Work request -
Reproduce the text below on Spore's tribal, civilization and space stages word for word, in full.

Text provided -
---
Third stage: Tribal life
The third stage drops you into tribal life, with your creatures now smart enough to use tools and build rudimentary houses.

You compete with rival tribes for domination by either dazzling them with social skills or burning their tiny villages into the ground. You use the mouse to lasso groups of your creatures and assign them tasks like foraging for food and attacking enemies.

The controls and pacing are easy enough for casual players to get into it without realizing they are actually playing a simplified real-time strategy game like "Command & Conquer."

Once you establish your top tribe, you launch into the civilization sequence. Here, you master commerce and construction, building vehicles and entire cities. You must balance industry and personal happiness. For example, building a factory raises your income, but your creatures get tired and need some form of social release — so it's a good idea to invest in something like a theater.

Image: Spore
Once on land, your always-evolving creatures compete for domination with rival tribes in \"Spore.\"

The goal is to grow and eventually spread your culture around the home world. Diplomacy gets you pretty far, but sometimes violence is unavoidable. This stage plays out like a streamlined "Sid Meier's Civilization," but with more customization tools for the player.

Finally, you take off into the stars to enter the cosmic race. As you spread across the universe, you discover planets with ongoing civilizations and barren worlds. Entire planets can be made over to support life. You get into tussles with other space-faring empires as you colonize the galaxy. The space part of the game is huge (sort of like space) and much more complex than the previous four stages put together.

Even though it is satisfying to see the arc of going from cells to the stars, ultra-casual gamers may finally become overwhelmed at this point. However, they can just start over at the individual planets and scale down to the cellular level again, making different decisions to see what crawls out of the ocean this time.
---
Data extract -
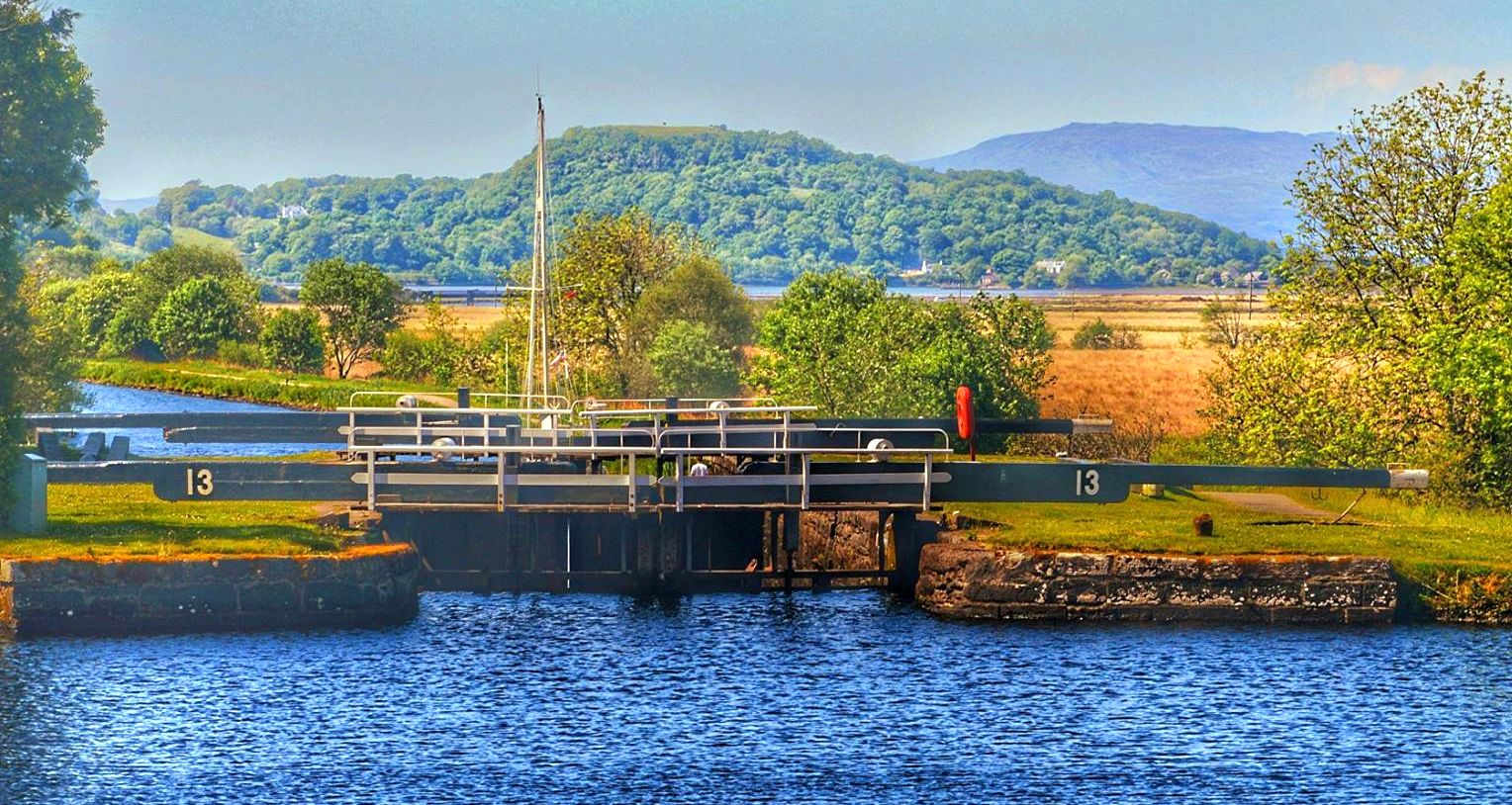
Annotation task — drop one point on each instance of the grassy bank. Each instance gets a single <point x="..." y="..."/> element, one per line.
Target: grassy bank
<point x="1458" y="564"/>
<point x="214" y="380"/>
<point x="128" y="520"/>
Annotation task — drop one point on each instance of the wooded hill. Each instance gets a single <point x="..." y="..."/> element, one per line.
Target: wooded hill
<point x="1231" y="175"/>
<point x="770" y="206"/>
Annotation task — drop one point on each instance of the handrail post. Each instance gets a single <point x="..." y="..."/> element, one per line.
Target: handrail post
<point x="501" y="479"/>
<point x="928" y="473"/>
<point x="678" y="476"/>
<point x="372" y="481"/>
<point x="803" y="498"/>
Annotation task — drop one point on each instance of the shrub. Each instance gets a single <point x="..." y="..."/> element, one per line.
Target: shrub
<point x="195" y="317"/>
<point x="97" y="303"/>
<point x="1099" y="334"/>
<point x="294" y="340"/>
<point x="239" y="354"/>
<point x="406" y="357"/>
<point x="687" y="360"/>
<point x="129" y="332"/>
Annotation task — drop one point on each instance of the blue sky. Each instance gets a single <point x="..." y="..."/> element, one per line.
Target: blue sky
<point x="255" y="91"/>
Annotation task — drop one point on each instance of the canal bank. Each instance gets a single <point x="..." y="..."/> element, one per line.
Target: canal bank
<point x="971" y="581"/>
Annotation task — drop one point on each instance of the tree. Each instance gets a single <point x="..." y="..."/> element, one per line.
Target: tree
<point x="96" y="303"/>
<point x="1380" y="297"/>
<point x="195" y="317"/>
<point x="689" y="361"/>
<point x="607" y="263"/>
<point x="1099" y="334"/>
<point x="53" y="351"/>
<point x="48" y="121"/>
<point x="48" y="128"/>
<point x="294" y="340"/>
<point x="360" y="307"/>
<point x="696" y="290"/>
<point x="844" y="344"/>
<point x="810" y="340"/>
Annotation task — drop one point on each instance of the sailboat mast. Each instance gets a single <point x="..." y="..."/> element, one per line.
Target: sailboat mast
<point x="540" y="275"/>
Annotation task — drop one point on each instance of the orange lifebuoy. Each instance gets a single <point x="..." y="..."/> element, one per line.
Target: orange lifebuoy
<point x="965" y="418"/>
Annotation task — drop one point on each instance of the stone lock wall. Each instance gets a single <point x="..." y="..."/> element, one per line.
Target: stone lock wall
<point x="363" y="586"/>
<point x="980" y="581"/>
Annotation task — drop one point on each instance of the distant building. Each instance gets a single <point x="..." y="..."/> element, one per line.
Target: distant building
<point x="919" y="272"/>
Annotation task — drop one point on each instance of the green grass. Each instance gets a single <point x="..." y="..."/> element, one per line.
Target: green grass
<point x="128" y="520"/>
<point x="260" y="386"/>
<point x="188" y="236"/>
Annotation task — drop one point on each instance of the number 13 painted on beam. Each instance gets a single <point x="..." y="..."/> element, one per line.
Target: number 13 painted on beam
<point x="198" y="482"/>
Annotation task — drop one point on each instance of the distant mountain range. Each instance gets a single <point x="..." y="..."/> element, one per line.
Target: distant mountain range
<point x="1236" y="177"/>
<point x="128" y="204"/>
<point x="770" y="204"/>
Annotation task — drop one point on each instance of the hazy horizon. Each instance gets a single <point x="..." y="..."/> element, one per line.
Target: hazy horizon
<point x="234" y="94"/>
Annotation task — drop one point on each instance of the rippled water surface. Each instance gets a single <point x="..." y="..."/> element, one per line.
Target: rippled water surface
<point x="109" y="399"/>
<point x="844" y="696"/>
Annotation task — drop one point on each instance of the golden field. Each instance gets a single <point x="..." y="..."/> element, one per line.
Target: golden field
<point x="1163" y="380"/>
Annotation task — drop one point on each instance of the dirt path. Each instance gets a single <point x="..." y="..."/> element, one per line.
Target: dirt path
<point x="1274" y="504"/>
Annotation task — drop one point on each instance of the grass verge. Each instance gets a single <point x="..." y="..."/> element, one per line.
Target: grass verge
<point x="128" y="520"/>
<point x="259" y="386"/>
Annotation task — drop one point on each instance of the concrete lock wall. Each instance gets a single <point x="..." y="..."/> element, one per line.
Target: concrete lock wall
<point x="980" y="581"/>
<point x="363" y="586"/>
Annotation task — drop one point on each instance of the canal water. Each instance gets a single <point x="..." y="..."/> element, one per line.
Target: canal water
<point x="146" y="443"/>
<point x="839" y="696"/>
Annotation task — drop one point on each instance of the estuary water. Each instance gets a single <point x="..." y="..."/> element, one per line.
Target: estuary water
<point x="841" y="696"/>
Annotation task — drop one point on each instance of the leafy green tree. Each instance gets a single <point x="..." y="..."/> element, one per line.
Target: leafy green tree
---
Solution to this exercise -
Third stage: Tribal life
The third stage drops you into tribal life, with your creatures now smart enough to use tools and build rudimentary houses.

You compete with rival tribes for domination by either dazzling them with social skills or burning their tiny villages into the ground. You use the mouse to lasso groups of your creatures and assign them tasks like foraging for food and attacking enemies.

The controls and pacing are easy enough for casual players to get into it without realizing they are actually playing a simplified real-time strategy game like "Command & Conquer."

Once you establish your top tribe, you launch into the civilization sequence. Here, you master commerce and construction, building vehicles and entire cities. You must balance industry and personal happiness. For example, building a factory raises your income, but your creatures get tired and need some form of social release — so it's a good idea to invest in something like a theater.

Image: Spore
Once on land, your always-evolving creatures compete for domination with rival tribes in \"Spore.\"

The goal is to grow and eventually spread your culture around the home world. Diplomacy gets you pretty far, but sometimes violence is unavoidable. This stage plays out like a streamlined "Sid Meier's Civilization," but with more customization tools for the player.

Finally, you take off into the stars to enter the cosmic race. As you spread across the universe, you discover planets with ongoing civilizations and barren worlds. Entire planets can be made over to support life. You get into tussles with other space-faring empires as you colonize the galaxy. The space part of the game is huge (sort of like space) and much more complex than the previous four stages put together.

Even though it is satisfying to see the arc of going from cells to the stars, ultra-casual gamers may finally become overwhelmed at this point. However, they can just start over at the individual planets and scale down to the cellular level again, making different decisions to see what crawls out of the ocean this time.